:: Provided material ::

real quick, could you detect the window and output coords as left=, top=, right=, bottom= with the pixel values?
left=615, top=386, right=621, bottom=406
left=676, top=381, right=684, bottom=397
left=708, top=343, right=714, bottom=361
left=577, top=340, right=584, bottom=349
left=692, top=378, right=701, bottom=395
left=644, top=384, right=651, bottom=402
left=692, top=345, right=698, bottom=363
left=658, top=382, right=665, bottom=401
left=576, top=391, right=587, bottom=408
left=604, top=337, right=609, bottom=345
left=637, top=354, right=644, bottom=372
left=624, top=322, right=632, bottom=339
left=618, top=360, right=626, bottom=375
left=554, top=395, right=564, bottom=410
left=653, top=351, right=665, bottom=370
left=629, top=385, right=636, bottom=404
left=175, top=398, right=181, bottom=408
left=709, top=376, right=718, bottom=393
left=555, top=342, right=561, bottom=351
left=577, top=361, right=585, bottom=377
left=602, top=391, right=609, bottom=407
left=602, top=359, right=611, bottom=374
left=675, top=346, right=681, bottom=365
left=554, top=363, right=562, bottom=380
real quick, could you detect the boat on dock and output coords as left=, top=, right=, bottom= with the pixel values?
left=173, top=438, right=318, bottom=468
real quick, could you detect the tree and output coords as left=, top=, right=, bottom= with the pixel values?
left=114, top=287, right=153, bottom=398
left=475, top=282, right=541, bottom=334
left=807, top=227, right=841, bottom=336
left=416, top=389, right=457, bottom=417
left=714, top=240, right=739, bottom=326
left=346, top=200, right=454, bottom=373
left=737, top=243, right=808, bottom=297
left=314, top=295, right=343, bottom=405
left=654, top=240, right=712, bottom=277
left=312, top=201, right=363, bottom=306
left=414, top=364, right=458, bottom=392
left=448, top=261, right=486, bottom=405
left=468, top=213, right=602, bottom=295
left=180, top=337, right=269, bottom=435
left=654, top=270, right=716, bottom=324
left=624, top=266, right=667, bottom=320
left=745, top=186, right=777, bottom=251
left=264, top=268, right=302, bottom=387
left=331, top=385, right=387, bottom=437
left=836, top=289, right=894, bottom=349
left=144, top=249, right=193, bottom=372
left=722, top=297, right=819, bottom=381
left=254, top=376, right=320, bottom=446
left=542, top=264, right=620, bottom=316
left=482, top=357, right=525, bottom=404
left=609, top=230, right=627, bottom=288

:::

▸ **Work instructions**
For this exercise, restate each of the entries without any deviation.

▸ **Task answer**
real quick, could you detect the window and output coords as left=, top=, right=, bottom= with the pixel values?
left=615, top=386, right=621, bottom=406
left=676, top=381, right=684, bottom=397
left=708, top=343, right=714, bottom=361
left=577, top=340, right=584, bottom=349
left=692, top=378, right=701, bottom=395
left=644, top=384, right=651, bottom=402
left=692, top=345, right=698, bottom=363
left=658, top=382, right=665, bottom=401
left=576, top=391, right=587, bottom=408
left=604, top=337, right=609, bottom=345
left=637, top=354, right=644, bottom=372
left=624, top=322, right=632, bottom=339
left=618, top=360, right=626, bottom=375
left=554, top=395, right=564, bottom=410
left=653, top=351, right=665, bottom=370
left=629, top=385, right=636, bottom=404
left=175, top=398, right=181, bottom=408
left=709, top=376, right=718, bottom=393
left=555, top=342, right=561, bottom=351
left=577, top=361, right=585, bottom=377
left=602, top=391, right=609, bottom=407
left=602, top=359, right=611, bottom=374
left=675, top=346, right=681, bottom=365
left=554, top=363, right=562, bottom=380
real quick, could you detect the boat on dock and output coords as left=, top=, right=, bottom= with the pixel values?
left=173, top=438, right=318, bottom=468
real quick, could you detect the tree and output coords as left=, top=, right=, bottom= with the pixel values?
left=114, top=287, right=153, bottom=398
left=475, top=282, right=541, bottom=334
left=807, top=227, right=841, bottom=336
left=416, top=389, right=457, bottom=417
left=714, top=240, right=739, bottom=326
left=346, top=200, right=454, bottom=373
left=737, top=243, right=808, bottom=297
left=314, top=295, right=343, bottom=405
left=654, top=240, right=712, bottom=277
left=312, top=201, right=363, bottom=306
left=414, top=364, right=458, bottom=392
left=448, top=261, right=486, bottom=405
left=468, top=213, right=602, bottom=295
left=180, top=337, right=269, bottom=435
left=654, top=270, right=716, bottom=324
left=624, top=266, right=667, bottom=320
left=745, top=186, right=777, bottom=251
left=264, top=268, right=302, bottom=387
left=331, top=385, right=387, bottom=437
left=836, top=289, right=894, bottom=349
left=144, top=249, right=193, bottom=372
left=722, top=297, right=819, bottom=381
left=254, top=376, right=320, bottom=446
left=542, top=264, right=620, bottom=316
left=482, top=357, right=525, bottom=404
left=609, top=230, right=627, bottom=288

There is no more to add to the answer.